* _Stated goal_
Rewrite every line of the listing below as a numbered list, leaving out any blank lines.
Start of Task inputs
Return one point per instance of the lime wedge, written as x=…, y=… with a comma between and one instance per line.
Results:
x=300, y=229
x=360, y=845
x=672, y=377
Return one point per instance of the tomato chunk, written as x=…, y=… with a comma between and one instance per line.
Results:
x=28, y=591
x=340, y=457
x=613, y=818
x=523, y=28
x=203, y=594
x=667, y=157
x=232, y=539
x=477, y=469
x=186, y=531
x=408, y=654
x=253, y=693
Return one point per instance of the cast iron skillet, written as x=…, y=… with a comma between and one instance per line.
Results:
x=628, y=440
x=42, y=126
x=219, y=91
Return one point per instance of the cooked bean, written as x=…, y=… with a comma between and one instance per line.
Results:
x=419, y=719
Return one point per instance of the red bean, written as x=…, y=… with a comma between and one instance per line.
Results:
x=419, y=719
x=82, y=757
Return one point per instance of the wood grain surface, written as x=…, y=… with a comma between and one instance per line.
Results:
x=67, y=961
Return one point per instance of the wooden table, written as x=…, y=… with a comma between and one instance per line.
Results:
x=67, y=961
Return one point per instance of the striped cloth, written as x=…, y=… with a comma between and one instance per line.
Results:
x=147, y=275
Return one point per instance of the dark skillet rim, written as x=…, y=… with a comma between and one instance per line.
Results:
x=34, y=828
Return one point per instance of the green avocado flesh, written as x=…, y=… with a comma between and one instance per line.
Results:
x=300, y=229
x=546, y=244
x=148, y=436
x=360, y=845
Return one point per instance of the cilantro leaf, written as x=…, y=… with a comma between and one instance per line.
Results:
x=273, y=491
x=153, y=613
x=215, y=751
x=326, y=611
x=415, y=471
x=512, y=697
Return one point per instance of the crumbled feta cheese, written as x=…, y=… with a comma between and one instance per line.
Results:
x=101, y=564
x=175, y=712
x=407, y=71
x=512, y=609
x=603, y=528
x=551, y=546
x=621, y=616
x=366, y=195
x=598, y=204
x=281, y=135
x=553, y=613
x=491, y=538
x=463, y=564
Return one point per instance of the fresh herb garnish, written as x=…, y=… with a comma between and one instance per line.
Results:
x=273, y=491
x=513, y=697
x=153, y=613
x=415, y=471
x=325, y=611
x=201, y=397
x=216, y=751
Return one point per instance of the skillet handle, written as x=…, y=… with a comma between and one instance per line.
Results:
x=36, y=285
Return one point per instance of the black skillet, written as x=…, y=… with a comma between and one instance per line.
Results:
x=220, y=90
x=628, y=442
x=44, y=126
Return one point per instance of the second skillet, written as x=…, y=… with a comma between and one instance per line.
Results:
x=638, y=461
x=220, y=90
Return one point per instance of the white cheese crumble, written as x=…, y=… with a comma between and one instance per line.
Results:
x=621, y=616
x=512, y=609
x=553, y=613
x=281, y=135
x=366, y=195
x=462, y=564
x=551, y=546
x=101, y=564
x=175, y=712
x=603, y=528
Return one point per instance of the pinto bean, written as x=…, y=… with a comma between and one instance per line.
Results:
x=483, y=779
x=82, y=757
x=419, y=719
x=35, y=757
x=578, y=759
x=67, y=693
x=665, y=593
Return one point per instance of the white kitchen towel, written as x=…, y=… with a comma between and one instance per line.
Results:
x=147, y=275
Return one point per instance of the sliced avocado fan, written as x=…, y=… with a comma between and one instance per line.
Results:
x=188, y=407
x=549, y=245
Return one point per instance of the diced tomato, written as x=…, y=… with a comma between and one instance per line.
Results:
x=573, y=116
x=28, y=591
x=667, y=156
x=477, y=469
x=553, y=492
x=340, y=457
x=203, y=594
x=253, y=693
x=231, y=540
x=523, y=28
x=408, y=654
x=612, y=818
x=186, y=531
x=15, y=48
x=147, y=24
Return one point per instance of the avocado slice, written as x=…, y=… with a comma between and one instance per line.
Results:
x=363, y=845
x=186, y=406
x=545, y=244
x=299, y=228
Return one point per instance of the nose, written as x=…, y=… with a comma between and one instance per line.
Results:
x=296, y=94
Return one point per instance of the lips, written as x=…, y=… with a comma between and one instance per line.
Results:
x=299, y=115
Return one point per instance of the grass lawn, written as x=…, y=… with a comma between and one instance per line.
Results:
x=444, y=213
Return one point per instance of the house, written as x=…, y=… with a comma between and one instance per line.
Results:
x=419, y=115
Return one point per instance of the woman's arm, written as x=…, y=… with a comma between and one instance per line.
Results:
End of Task inputs
* _In response_
1. Return one point per instance of the lime wedge, written as x=…, y=… with a comma between and one instance per line.
2. Results:
3. x=300, y=229
4. x=360, y=845
5. x=672, y=377
6. Return one point per instance of the tomato chunk, written as x=…, y=… with a comma between and one instance per line.
7. Results:
8. x=28, y=591
9. x=340, y=457
10. x=613, y=818
11. x=523, y=28
12. x=203, y=594
13. x=667, y=157
14. x=232, y=539
15. x=477, y=469
16. x=186, y=531
17. x=408, y=654
18. x=253, y=693
19. Return one point per instance of the cast iron skillet, written as x=…, y=… with a comma between and one instance per line.
20. Results:
21. x=628, y=440
22. x=42, y=126
23. x=219, y=91
24. Return one point per instance of the cooked bean, written as x=…, y=… with a comma between and one instance per line.
25. Results:
26. x=419, y=719
27. Return one point per instance of the red bean, written as x=…, y=… with a comma between and one instance per line.
28. Results:
29. x=419, y=719
30. x=82, y=757
31. Return one point per instance of the wood grain surface, written as x=…, y=… with a comma between and one instance per line.
32. Results:
33. x=67, y=961
34. Return one point per instance of the wooden table, written as x=…, y=… with a comma between and one instance per line.
35. Results:
36. x=67, y=961
37. Return one point per instance of the striped cloth, written as x=…, y=… with a comma between and one instance per line.
38. Results:
39. x=147, y=275
40. Return one point per instance of the dark skillet rim, written as x=…, y=… with a comma between and one instance per line.
41. Results:
42. x=34, y=828
43. Return one point per instance of the green avocado flesh, written as x=…, y=… with a comma between and one instance per line.
44. Results:
45. x=300, y=229
46. x=546, y=244
47. x=148, y=436
48. x=360, y=845
49. Return one point per instance of the cilantro leaf, written as x=…, y=… with a comma between and one instance per line.
50. Results:
51. x=273, y=491
52. x=153, y=613
53. x=215, y=751
54. x=326, y=611
55. x=415, y=471
56. x=512, y=697
57. Return one point per instance of the crumbled feta cheese, written as x=…, y=… with a comma between and one instance per line.
58. Results:
59. x=101, y=564
60. x=175, y=712
61. x=407, y=71
62. x=512, y=609
63. x=603, y=528
64. x=551, y=546
65. x=621, y=616
66. x=366, y=195
67. x=598, y=204
68. x=281, y=135
69. x=553, y=613
70. x=491, y=538
71. x=463, y=564
72. Return one point per instance of the fresh herb garnish, written as x=…, y=… with a comma between and one instance per line.
73. Results:
74. x=273, y=491
75. x=513, y=697
76. x=153, y=613
77. x=415, y=471
78. x=325, y=611
79. x=201, y=397
80. x=216, y=751
81. Return one point per instance of the skillet handle, written as x=…, y=… with a comma between and one instance per line.
82. Results:
83. x=36, y=285
84. Return one point per instance of the black skillet, written as x=…, y=… with a comma between and one instance per line.
85. Results:
86. x=220, y=90
87. x=628, y=442
88. x=44, y=126
89. Return one point per instance of the second skillet, written as x=…, y=… with a comma between and one instance per line.
90. Results:
91. x=638, y=461
92. x=220, y=90
93. Return one point per instance of the white cheese crumble, written as x=…, y=… with a comma between and one instance per line.
94. Results:
95. x=621, y=616
96. x=512, y=609
97. x=553, y=613
98. x=281, y=135
99. x=366, y=195
100. x=462, y=564
101. x=551, y=546
102. x=101, y=564
103. x=175, y=712
104. x=603, y=528
105. Return one point per instance of the pinto bean, written as x=…, y=… with a comma between and one instance per line.
106. Results:
107. x=483, y=779
108. x=82, y=757
109. x=419, y=719
110. x=35, y=757
111. x=578, y=759
112. x=67, y=693
113. x=665, y=593
114. Return one point per instance of the white kitchen towel, written as x=…, y=… with a comma between and one instance per line.
115. Results:
116. x=147, y=275
117. Return one point per instance of the sliced avocado fan, written as x=…, y=… with a comma between and one instance per line.
118. Results:
119. x=188, y=407
120. x=549, y=245
121. Return one point per instance of the diced tomato, written as x=…, y=… with a comma between and one instance per line.
122. Results:
123. x=573, y=116
124. x=28, y=591
125. x=667, y=156
126. x=477, y=469
127. x=553, y=492
128. x=340, y=457
129. x=203, y=594
130. x=253, y=693
131. x=231, y=540
132. x=523, y=28
133. x=408, y=654
134. x=612, y=818
135. x=186, y=531
136. x=15, y=48
137. x=147, y=24
138. Return one point per instance of the avocado slice, written as x=…, y=… with a comma between and one instance per line.
139. Results:
140. x=363, y=845
141. x=186, y=406
142. x=545, y=244
143. x=299, y=228
144. Return one point per instance of the nose, written as x=…, y=… with a comma between and one instance per line.
145. Results:
146. x=296, y=94
147. Return one point per instance of the lips, written as x=…, y=… with a comma between and one instance per line.
148. Results:
149. x=299, y=115
150. Return one point per instance of the grass lawn, written as x=…, y=… with a comma between and one instance per line.
151. Results:
152. x=444, y=213
153. Return one point per instance of the house, written as x=…, y=… with a comma between and one instance per line.
154. Results:
155. x=419, y=115
156. Return one point per instance of the woman's arm, written as x=…, y=… with a comma between and one instance per line.
157. Results:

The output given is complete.